Directions for this task: Look below for the line containing "the pan handle.", then write out that line and every line after it to the end, exactly, minus the pictures.

Stored rows:

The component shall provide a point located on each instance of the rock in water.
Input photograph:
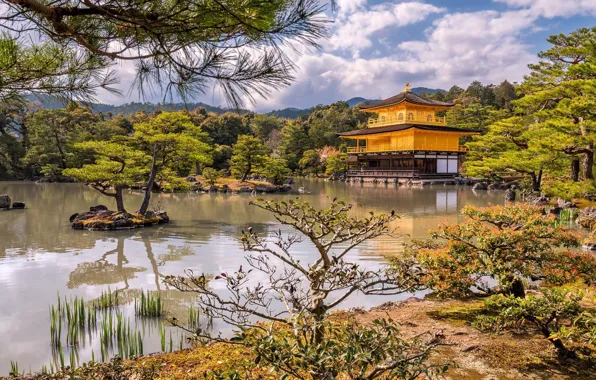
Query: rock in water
(18, 205)
(510, 195)
(163, 216)
(4, 201)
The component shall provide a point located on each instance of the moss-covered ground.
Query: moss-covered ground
(477, 355)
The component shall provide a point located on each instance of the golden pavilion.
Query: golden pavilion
(405, 138)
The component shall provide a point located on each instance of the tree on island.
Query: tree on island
(156, 146)
(117, 166)
(167, 139)
(181, 47)
(286, 319)
(249, 155)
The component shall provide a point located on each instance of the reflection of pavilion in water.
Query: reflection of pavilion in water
(420, 210)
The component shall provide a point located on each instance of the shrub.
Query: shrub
(297, 336)
(211, 176)
(496, 250)
(544, 313)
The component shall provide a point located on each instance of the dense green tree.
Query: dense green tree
(508, 149)
(484, 94)
(275, 170)
(53, 133)
(225, 129)
(326, 122)
(249, 155)
(504, 94)
(169, 138)
(182, 47)
(221, 156)
(559, 94)
(336, 164)
(294, 142)
(211, 175)
(453, 93)
(263, 125)
(310, 162)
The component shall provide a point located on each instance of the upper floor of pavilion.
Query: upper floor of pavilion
(406, 108)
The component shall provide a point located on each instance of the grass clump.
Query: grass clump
(149, 305)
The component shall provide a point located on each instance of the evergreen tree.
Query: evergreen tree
(182, 47)
(169, 138)
(560, 94)
(249, 155)
(116, 167)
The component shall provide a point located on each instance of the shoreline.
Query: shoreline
(477, 355)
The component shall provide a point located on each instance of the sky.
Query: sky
(377, 45)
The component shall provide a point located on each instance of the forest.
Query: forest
(540, 131)
(39, 142)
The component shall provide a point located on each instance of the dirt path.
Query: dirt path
(479, 355)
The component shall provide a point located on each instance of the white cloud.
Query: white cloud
(554, 8)
(355, 30)
(349, 6)
(456, 49)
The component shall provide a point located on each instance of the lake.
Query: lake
(41, 257)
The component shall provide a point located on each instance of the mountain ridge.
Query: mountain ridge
(49, 102)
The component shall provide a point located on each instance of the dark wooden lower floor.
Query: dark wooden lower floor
(415, 165)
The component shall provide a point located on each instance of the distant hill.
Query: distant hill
(290, 112)
(355, 101)
(419, 90)
(50, 102)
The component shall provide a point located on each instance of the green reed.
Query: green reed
(162, 335)
(107, 300)
(568, 215)
(14, 368)
(149, 305)
(193, 318)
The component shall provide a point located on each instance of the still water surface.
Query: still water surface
(41, 256)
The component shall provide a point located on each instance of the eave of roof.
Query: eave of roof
(403, 127)
(406, 97)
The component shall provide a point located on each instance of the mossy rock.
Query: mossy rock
(106, 220)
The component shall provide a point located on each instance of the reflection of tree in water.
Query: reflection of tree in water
(101, 272)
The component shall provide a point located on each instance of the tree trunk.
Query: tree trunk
(588, 163)
(562, 351)
(575, 170)
(119, 199)
(516, 289)
(149, 188)
(60, 150)
(246, 172)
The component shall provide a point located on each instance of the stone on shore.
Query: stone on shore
(4, 201)
(510, 195)
(587, 218)
(18, 205)
(106, 220)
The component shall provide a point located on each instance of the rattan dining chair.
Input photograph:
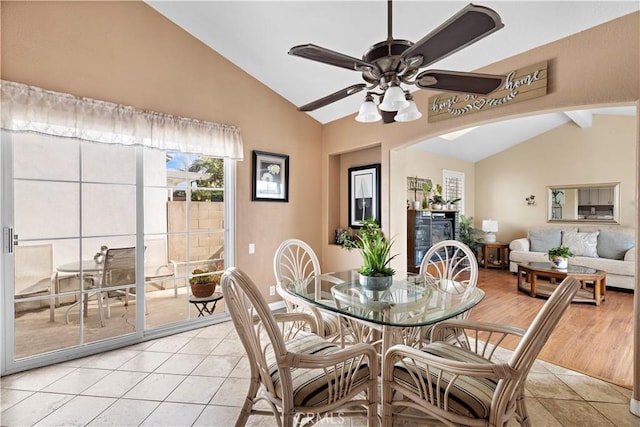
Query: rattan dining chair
(303, 377)
(452, 266)
(463, 383)
(295, 260)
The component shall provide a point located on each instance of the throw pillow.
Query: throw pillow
(543, 239)
(581, 244)
(614, 245)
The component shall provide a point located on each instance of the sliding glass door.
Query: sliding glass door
(100, 242)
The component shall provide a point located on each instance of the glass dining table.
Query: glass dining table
(399, 314)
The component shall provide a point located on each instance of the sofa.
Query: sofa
(609, 248)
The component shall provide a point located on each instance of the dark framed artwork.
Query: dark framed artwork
(270, 177)
(364, 194)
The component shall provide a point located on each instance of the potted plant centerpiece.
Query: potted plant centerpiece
(437, 200)
(375, 272)
(559, 256)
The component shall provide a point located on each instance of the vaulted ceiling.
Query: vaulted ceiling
(256, 36)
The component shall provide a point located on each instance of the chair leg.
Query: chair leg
(521, 408)
(100, 310)
(387, 409)
(372, 409)
(254, 386)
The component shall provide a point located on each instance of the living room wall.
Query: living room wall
(567, 155)
(576, 81)
(127, 53)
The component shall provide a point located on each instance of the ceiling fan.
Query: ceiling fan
(392, 62)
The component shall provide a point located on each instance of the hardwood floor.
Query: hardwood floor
(595, 340)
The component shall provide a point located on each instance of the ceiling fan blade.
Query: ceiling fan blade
(336, 96)
(327, 56)
(469, 25)
(455, 81)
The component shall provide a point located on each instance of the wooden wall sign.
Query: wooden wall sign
(520, 85)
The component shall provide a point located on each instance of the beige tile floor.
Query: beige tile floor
(199, 378)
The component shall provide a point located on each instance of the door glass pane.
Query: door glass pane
(37, 156)
(40, 204)
(108, 209)
(110, 163)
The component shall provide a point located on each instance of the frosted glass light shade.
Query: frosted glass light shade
(409, 113)
(394, 99)
(368, 112)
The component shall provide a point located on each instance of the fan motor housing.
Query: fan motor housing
(386, 55)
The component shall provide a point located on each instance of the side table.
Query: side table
(202, 304)
(502, 255)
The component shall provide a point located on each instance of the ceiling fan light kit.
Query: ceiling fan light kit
(410, 112)
(393, 62)
(368, 111)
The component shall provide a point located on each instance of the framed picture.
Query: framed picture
(270, 177)
(364, 194)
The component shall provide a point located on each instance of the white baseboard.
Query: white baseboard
(634, 407)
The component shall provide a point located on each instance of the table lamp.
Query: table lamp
(490, 227)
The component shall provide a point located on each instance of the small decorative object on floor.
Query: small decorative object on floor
(203, 283)
(559, 256)
(375, 273)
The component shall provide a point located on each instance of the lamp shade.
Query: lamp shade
(490, 226)
(394, 99)
(368, 112)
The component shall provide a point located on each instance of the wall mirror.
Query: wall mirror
(584, 203)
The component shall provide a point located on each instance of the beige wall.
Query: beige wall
(414, 162)
(576, 80)
(126, 52)
(567, 155)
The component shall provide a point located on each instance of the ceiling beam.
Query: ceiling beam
(582, 118)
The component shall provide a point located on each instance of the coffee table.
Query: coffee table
(533, 270)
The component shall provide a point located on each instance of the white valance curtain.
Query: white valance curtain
(31, 109)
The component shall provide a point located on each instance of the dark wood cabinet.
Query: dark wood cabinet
(425, 228)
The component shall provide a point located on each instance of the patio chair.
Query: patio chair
(295, 260)
(119, 268)
(303, 377)
(452, 266)
(461, 383)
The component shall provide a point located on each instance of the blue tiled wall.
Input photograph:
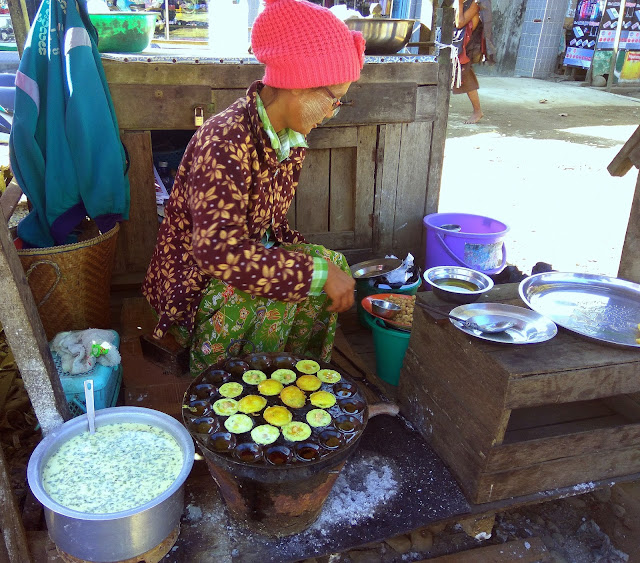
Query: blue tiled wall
(541, 34)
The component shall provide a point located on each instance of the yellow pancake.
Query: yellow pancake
(293, 397)
(308, 383)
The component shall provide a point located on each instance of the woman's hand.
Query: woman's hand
(339, 288)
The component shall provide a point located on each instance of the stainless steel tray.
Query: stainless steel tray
(530, 327)
(598, 307)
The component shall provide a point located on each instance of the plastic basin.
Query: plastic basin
(124, 32)
(390, 346)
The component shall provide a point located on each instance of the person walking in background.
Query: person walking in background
(467, 37)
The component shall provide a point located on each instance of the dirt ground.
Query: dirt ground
(537, 161)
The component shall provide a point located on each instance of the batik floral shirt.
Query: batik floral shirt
(229, 189)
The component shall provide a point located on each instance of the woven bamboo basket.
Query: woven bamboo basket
(71, 283)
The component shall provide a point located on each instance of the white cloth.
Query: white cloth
(80, 350)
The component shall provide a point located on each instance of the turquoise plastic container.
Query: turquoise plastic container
(124, 32)
(390, 346)
(106, 384)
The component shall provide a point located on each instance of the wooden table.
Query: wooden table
(518, 420)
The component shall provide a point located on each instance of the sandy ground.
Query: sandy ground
(537, 161)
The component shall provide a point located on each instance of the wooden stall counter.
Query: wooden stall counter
(369, 177)
(517, 420)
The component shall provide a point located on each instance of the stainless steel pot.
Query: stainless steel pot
(383, 36)
(121, 535)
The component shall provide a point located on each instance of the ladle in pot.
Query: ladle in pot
(489, 324)
(91, 411)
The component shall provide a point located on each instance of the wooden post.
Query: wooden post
(616, 44)
(446, 16)
(26, 337)
(15, 538)
(625, 160)
(20, 22)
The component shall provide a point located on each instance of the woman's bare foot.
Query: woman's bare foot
(475, 117)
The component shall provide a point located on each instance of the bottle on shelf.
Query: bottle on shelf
(165, 175)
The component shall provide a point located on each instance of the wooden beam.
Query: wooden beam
(629, 268)
(627, 157)
(15, 538)
(27, 339)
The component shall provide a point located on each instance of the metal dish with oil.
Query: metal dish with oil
(456, 284)
(375, 268)
(529, 327)
(598, 307)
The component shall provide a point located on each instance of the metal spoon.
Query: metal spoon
(490, 324)
(91, 411)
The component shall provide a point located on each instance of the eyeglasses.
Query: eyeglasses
(337, 102)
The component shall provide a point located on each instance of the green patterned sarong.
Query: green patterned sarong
(305, 328)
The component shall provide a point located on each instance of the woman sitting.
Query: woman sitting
(227, 265)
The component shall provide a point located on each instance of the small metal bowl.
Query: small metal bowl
(375, 268)
(455, 284)
(384, 309)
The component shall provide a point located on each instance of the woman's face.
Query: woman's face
(313, 105)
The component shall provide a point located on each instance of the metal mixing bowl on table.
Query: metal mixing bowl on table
(383, 36)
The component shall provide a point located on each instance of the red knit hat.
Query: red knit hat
(305, 46)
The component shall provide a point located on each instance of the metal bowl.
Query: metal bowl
(456, 284)
(375, 268)
(383, 36)
(384, 309)
(120, 535)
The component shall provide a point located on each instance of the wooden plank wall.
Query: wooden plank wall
(368, 180)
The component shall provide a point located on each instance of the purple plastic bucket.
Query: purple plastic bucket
(462, 239)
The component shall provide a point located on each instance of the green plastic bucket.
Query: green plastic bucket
(390, 346)
(124, 32)
(364, 289)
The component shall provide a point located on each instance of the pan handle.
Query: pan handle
(243, 342)
(383, 408)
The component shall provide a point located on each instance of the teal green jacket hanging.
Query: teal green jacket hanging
(65, 147)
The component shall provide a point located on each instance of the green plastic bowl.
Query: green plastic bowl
(124, 32)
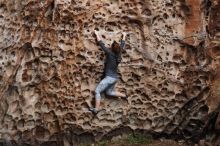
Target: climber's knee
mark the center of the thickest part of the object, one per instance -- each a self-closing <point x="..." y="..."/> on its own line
<point x="110" y="93"/>
<point x="97" y="94"/>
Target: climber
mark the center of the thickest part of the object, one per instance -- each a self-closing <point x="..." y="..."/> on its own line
<point x="107" y="85"/>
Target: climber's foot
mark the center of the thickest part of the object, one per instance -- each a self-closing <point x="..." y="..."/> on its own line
<point x="95" y="111"/>
<point x="125" y="98"/>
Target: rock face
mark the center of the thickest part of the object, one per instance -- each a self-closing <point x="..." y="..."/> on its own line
<point x="50" y="64"/>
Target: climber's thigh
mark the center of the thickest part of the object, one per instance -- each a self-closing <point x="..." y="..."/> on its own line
<point x="105" y="84"/>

Solved problem:
The component shall provide a point located on each instance of the pan handle.
Query: pan handle
(243, 342)
(383, 408)
The component shall provide a point located on each instance of the teal green jacket hanging.
Query: teal green jacket hanging
(65, 147)
The component shall provide a point located on each instance of the green plastic bowl.
Query: green plastic bowl
(124, 32)
Target: climber's knee
mark the center of the thickest part of the object, one per instance -- each a self-closing <point x="..." y="..."/> on its own line
<point x="110" y="93"/>
<point x="97" y="94"/>
Target: climber
mark the center of the thickest part of the object, one per instance -- each a self-closing <point x="..." y="..."/> on its own line
<point x="107" y="85"/>
Target: climber's foot
mark the center of the thickest part of the object, one per instance -- each a self-closing <point x="..." y="..."/> on its own line
<point x="95" y="111"/>
<point x="125" y="98"/>
Target: rock face
mark the center of the thickest part of the object, one per instance -- each a self-closing <point x="..." y="..."/> on its own line
<point x="50" y="64"/>
Target: climber's thigh
mark the center of the thickest part of the object, one per instance -- each a self-closing <point x="..." y="..."/> on its own line
<point x="105" y="84"/>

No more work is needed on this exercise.